■ Short task 1
Say whether each statement agrees with the article on discretionary trusts, answering yes or no and quoting the deciding words of the article: (a) the restrictions on Business Property Relief and Agricultural Property Relief take effect from 6 April 2026; (b) the IHT reforms for pension funds take effect from April 2026; (c) every beneficiary of a discretionary trust has an automatic right to receive something.
■ Short task 2
Pick up the article on discretionary trusts after its final sentence and carry it forward.

Discretionary trusts have long been a valuable tool for estate planning, offering flexibility, control and a way to manage inheritance tax (IHT) over time. However, the UK tax landscape is now shifting, with changes significant enough to warrant a careful review. The Autumn Budget 2025 has introduced a series of reforms that will change how discretionary trusts are taxed. Importantly, restrictions on Business Property Relief (BPR) and Agricultural Property Relief (APR) will be effective from 6 April 2026, and the IHT reforms relating to pension funds will come into effect from April 2027. In this article, we look at what is changing for IHT, what it means in practice, and why now is the time to seek advice from experienced inheritance tax advisers.
A brief overview of discretionary trusts
A discretionary trust is a legal arrangement where a Settlor transfers assets to trustees, who then hold and manage those assets for the benefit of a defined class of beneficiaries. Unlike a fixed trust, no single beneficiary in a discretionary trust has an automatic right to receive anything. The trustees decide who receives, as well as when and how much. This model makes the discretionary trust structure highly flexible and useful for families with complex circumstances.

■ Data rows
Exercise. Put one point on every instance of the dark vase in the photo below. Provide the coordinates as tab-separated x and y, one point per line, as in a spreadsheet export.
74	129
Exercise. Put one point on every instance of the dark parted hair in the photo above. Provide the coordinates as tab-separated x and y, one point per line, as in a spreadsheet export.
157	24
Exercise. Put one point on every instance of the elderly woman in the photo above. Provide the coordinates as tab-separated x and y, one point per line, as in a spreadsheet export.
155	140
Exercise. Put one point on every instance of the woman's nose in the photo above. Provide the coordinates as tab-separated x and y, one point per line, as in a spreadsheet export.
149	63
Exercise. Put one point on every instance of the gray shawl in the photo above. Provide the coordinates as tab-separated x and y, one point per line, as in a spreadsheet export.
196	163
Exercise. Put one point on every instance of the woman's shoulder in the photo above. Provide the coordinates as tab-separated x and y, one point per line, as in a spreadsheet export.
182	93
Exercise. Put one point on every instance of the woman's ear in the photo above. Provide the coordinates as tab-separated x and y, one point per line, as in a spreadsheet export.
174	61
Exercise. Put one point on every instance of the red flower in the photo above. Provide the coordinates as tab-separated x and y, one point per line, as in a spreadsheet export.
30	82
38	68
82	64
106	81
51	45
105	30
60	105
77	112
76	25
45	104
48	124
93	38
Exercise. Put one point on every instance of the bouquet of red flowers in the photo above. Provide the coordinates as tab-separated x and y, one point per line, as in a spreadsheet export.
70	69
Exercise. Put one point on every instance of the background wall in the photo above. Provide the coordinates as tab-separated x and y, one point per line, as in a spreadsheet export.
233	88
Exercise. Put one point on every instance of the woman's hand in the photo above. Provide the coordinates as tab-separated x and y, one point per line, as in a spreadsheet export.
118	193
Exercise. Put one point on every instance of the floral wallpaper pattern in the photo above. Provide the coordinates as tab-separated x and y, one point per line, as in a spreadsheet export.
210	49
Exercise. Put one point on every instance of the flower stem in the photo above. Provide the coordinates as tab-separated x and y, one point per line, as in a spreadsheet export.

■ Exercise response 1
(a) Yes: "restrictions on Business Property Relief (BPR) and Agricultural Property Relief (APR) will be effective from 6 April 2026"
(b) No: "the IHT reforms relating to pension funds will come into effect from April 2027"
(c) No: "no single beneficiary in a discretionary trust has an automatic right to receive anything"

■ Exercise response 2
Discretionary trusts can run for up to 125 years, and, importantly, they are subject to their own rules for income tax, capital gains tax and inheritance tax. It is these distinct tax rules that are now changing under the proposed UK tax reform. In most respects, it is becoming more expensive. Let’s explore the reforms in detail.
Key UK tax reforms affecting discretionary trusts
- Income tax
Discretionary trusts currently pay income tax at 45% on non-dividend income and 39.35% on dividend income. Under the reforms, the dividend trust rate will remain at 39.35%, but the trust tax rate on savings and property income will increase from 45% to 47% in April 2027. Practically, this means that trusts that hold savings accounts, investment properties, or bonds will face higher tax leakage on income that is retained within the structure. For trustees with income-generating assets, this makes a review of distribution strategy increasingly important.
Importantly, the 45% rate continues to apply for income that is not dividend, property, or savings income. Current draft legislation suggests the tax credit accompanying an income distribution will remain at the current rate of 45%, which will result in trustees paying more income tax than they can pass on a tax credit to the beneficiaries, with this additional tax appearing to be non-recoverable.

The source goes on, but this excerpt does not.